> **What to work on**:
A. Name every judge listed in the court opinion as sitting on the panel that heard the appeal.
B. Retype the passage of the court opinion between "PartiesCARMICHAEL et al." and "LOCHREN, District judge.", inclusive.

--- start of Excerpt to read ---

Carmichael v. City of Texarkana, Ark.

Citation116 F. 845
Decision Date07 July 1902
Docket Number1,626.
PartiesCARMICHAEL et al. v. CITY OF TEXARKANA, ARK., et al.
CourtUnited States Courts of Appeals. United States Court of Appeals (8th Circuit)

F. M Henry, for appellants.

W. H Arnold, for appellees.

Before SANBORN and THAYER, Circuit Judges, and LOCHREN, District judge.

SANBORN Circuit Judge.

This is an appeal from a decree rendered on May 22, 1901, which dismissed the amended bill of the complainants. The appellees, F. W. Mullins, P. J. Ahern, R. J. O'Dwyer, Q O. Turner, W. J. Buhrman, J. W. Harris, and R. A. Munson have made a motion to dismiss the appeal so far as they are concerned, because on December 8, 1899, a decree was rendered herein which sustained their separate demurrers to the amended bill, and dismissed them from the case, while the suit remained pending against the defendant the city of Texarkana until, after answer and replication, the decree which finally dismissed the bill as against the city was rendered on May 22, 1901. The amended bill charged the city of Texarkana and the defendants, who demurred to it, with creating and maintaining a cesspool and fouling the waters of a stream by means of an open sewer, which poured its contents into a brook whose pure water had previously flowed by the lands and houses of the complainants; and its prayer was for a decree against all the defendants for the damages which the complainants alleged that they had sustained, and for an injunction restraining them from maintaining the sewer. The demurrers of the defendants who present this motion to dismiss were sustained, on the ground that they were improperly joined with the city in the suit, and that the bill was multifarious. Thereupon a decree was rendered on December 8, 1899, dismissing them from the case. No appeal was taken from that decree. If that was a final decree, this motion must be granted. If it was an interlocutory decree, it must be denied.

--- end of Excerpt to read ---
--- start of Listed entries ---

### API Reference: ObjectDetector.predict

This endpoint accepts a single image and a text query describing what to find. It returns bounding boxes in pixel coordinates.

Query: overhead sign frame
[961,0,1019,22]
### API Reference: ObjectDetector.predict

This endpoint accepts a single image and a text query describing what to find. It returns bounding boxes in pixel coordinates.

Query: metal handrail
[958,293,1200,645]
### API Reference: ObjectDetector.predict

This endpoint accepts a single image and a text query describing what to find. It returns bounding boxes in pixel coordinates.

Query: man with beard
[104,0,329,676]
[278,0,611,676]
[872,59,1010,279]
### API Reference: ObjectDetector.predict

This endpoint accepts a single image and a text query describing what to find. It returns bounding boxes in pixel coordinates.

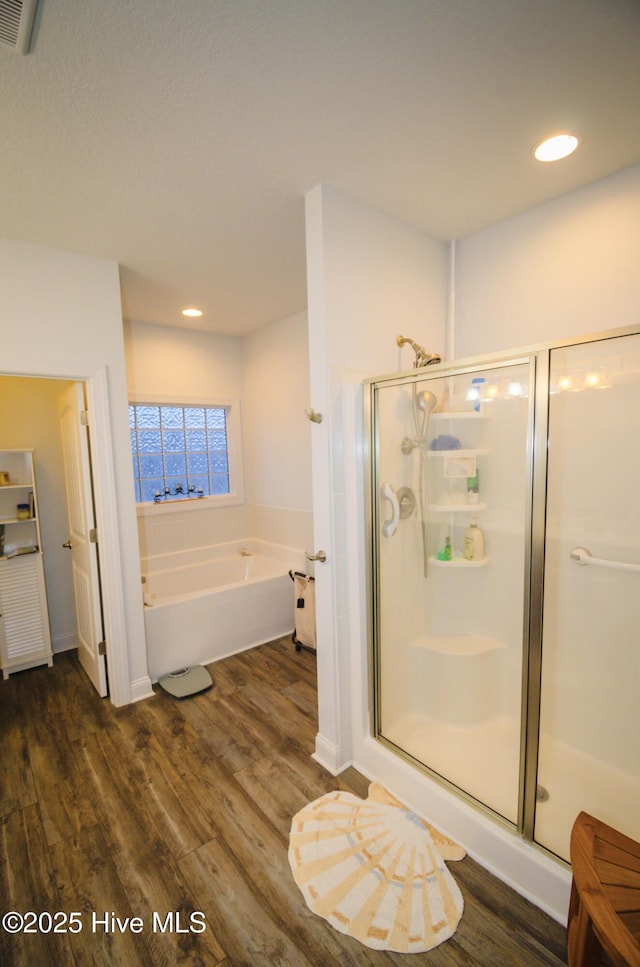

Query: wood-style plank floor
[0,639,566,967]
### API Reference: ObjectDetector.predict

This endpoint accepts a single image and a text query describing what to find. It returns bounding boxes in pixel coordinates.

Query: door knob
[304,551,327,564]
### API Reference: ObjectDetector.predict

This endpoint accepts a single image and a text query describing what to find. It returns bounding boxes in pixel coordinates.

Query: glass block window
[129,403,231,503]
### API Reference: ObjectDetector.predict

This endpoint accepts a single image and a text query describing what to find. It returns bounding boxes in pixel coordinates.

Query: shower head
[396,336,442,369]
[416,389,438,413]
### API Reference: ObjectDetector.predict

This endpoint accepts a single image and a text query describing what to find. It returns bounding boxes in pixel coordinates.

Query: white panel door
[60,383,107,696]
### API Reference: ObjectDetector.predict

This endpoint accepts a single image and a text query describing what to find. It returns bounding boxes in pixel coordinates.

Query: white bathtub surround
[141,538,305,681]
[249,504,313,550]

--- end of Listed entries ---

> **Solutions to each task**:
A. Sanborn, Thayer, Lochren

B.
PartiesCARMICHAEL et al. v. CITY OF TEXARKANA, ARK., et al.
CourtUnited States Courts of Appeals. United States Court of Appeals (8th Circuit)

F. M Henry, for appellants.

W. H Arnold, for appellees.

Before SANBORN and THAYER, Circuit Judges, and LOCHREN, District judge.